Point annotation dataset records
>> start

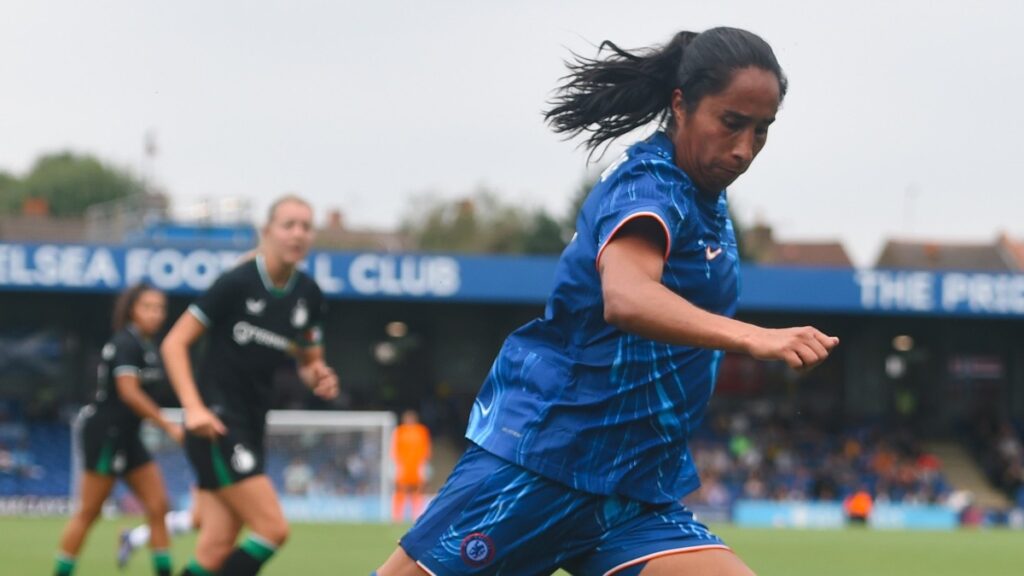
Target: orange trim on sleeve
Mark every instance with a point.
(633, 216)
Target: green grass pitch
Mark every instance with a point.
(338, 549)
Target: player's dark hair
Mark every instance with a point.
(126, 303)
(628, 89)
(288, 198)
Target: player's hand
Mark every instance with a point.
(176, 433)
(802, 348)
(201, 421)
(324, 381)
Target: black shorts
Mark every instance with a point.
(227, 459)
(109, 447)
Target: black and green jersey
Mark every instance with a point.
(253, 328)
(128, 353)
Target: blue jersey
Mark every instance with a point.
(580, 401)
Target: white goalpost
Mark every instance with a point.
(327, 465)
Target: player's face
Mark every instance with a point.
(717, 141)
(290, 232)
(150, 312)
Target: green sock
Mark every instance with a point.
(258, 547)
(248, 558)
(66, 565)
(194, 569)
(162, 563)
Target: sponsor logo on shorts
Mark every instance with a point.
(118, 465)
(477, 549)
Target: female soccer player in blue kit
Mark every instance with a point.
(579, 453)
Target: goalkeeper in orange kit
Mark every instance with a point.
(411, 452)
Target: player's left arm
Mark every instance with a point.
(316, 374)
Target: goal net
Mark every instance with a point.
(327, 465)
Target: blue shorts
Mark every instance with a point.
(494, 517)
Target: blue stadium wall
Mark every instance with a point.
(55, 301)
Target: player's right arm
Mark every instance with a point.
(636, 301)
(199, 419)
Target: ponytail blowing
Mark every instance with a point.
(611, 96)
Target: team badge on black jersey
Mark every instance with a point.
(300, 315)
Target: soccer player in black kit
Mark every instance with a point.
(109, 427)
(263, 314)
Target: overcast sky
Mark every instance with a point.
(903, 119)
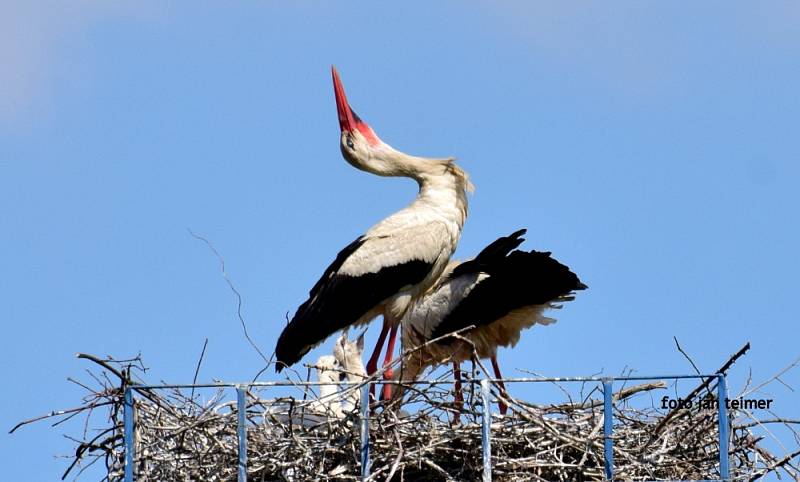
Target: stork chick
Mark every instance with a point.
(328, 373)
(348, 354)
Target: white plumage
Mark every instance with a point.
(500, 293)
(396, 260)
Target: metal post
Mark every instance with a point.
(365, 431)
(127, 416)
(722, 396)
(241, 428)
(608, 428)
(486, 431)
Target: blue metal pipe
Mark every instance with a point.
(127, 416)
(724, 437)
(241, 428)
(608, 428)
(365, 431)
(486, 436)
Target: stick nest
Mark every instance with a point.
(181, 438)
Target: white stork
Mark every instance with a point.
(382, 271)
(501, 292)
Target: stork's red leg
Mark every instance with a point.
(503, 407)
(389, 373)
(459, 398)
(372, 364)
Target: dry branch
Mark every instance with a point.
(179, 438)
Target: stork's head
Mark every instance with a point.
(360, 146)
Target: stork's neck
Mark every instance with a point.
(442, 184)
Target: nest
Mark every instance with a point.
(181, 438)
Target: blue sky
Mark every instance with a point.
(652, 147)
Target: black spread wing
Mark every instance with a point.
(337, 301)
(516, 279)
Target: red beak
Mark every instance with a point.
(347, 119)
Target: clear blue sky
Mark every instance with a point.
(653, 147)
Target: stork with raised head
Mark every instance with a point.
(396, 260)
(501, 292)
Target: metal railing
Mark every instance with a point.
(486, 418)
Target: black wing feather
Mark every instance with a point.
(337, 301)
(515, 280)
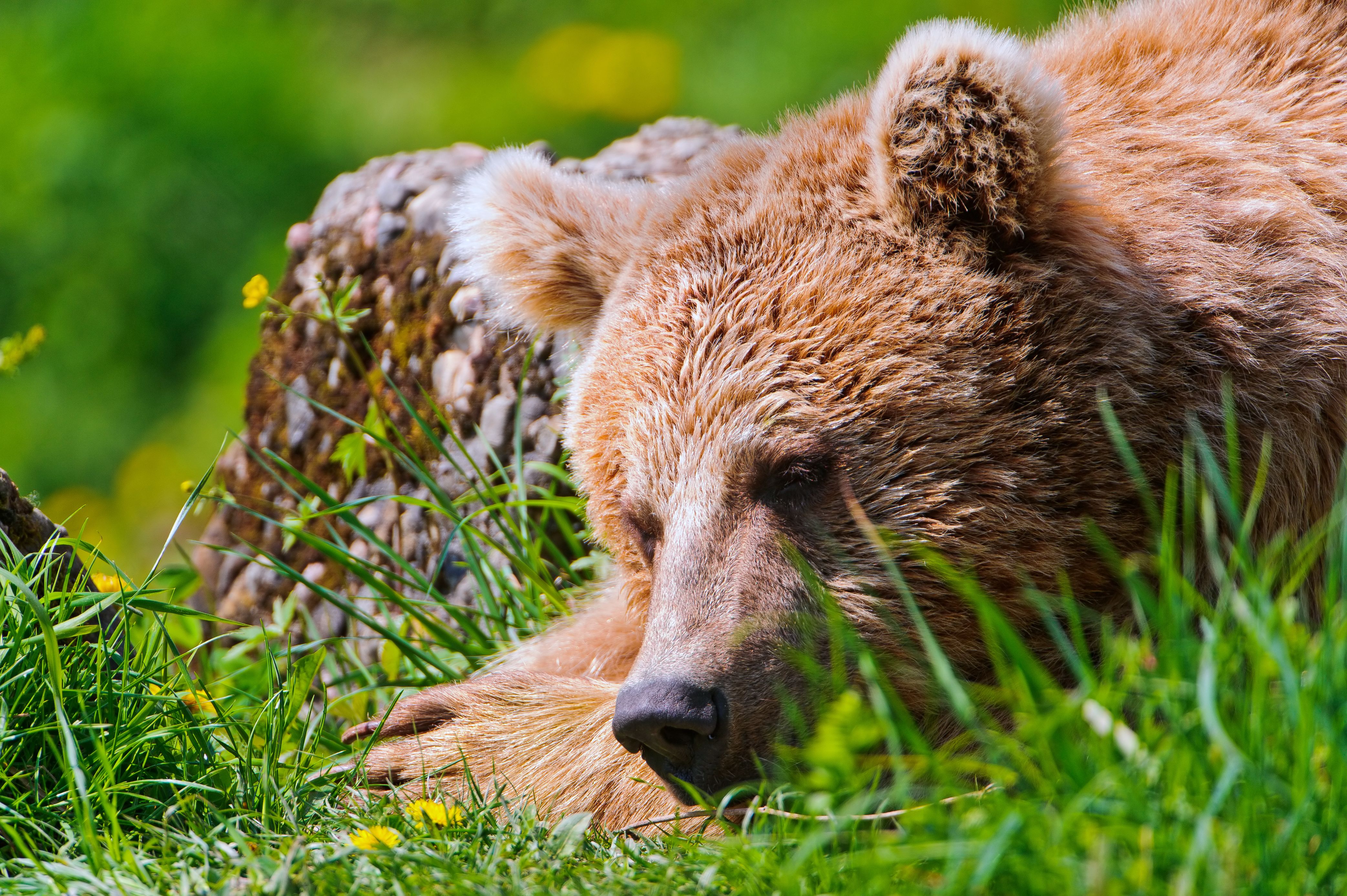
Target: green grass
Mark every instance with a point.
(1198, 744)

>> end

* **What you should do**
Beginning with the line that holds "Target: player's right arm" and ending with the last line of the material above, extract every line exactly, pictures excluded.

* **Written response**
Target: player's right arm
Mark every instance with a point.
(636, 301)
(199, 419)
Target: ponytail blowing
Mark every instance with a point.
(611, 96)
Target: team badge on black jersey
Mark every instance with a point.
(300, 315)
Target: soccer player in black kit
Mark every instance with a point.
(109, 427)
(263, 314)
Target: overcast sky
Mark every instance with a point.
(903, 119)
Target: stork chick
Mark every instance with a point.
(328, 373)
(348, 354)
Target: white plumage
Mark every instance with a point.
(500, 293)
(396, 260)
Target: metal post
Mark every instance with a point.
(365, 431)
(127, 416)
(722, 396)
(241, 428)
(608, 428)
(486, 431)
Target: blue metal pipe
Mark every instance with a point.
(127, 416)
(724, 437)
(241, 428)
(608, 428)
(365, 431)
(486, 436)
Target: stick nest
Mark every instance with a point.
(181, 438)
Target: white stork
Mark every instance with a point.
(382, 271)
(501, 292)
Target: stork's red leg
Mark every instance with a point.
(503, 407)
(389, 373)
(459, 398)
(372, 364)
Target: dry branch
Mark every instance with a point.
(179, 438)
Target: stork's head
Mark every instance with a point.
(360, 146)
Target: stork's neck
Mark every instance with a point.
(442, 184)
Target: nest
Mark every instance with a point.
(181, 438)
Target: blue sky
Mark every instance with a point.
(652, 147)
Target: black spread wing
Mark every instance with a point.
(337, 301)
(516, 279)
Target: red beak
Mark every instance with a point.
(347, 119)
Target: clear blue sky
Mark every instance with a point.
(653, 147)
Target: stork with raised head
Mark every instance with a point.
(396, 260)
(501, 292)
Target: metal railing
Mark every instance with a point.
(486, 418)
Target: black wing feather
Mark every instance with a point.
(337, 301)
(515, 280)
Target: green grass
Mark every instance with a point.
(1198, 744)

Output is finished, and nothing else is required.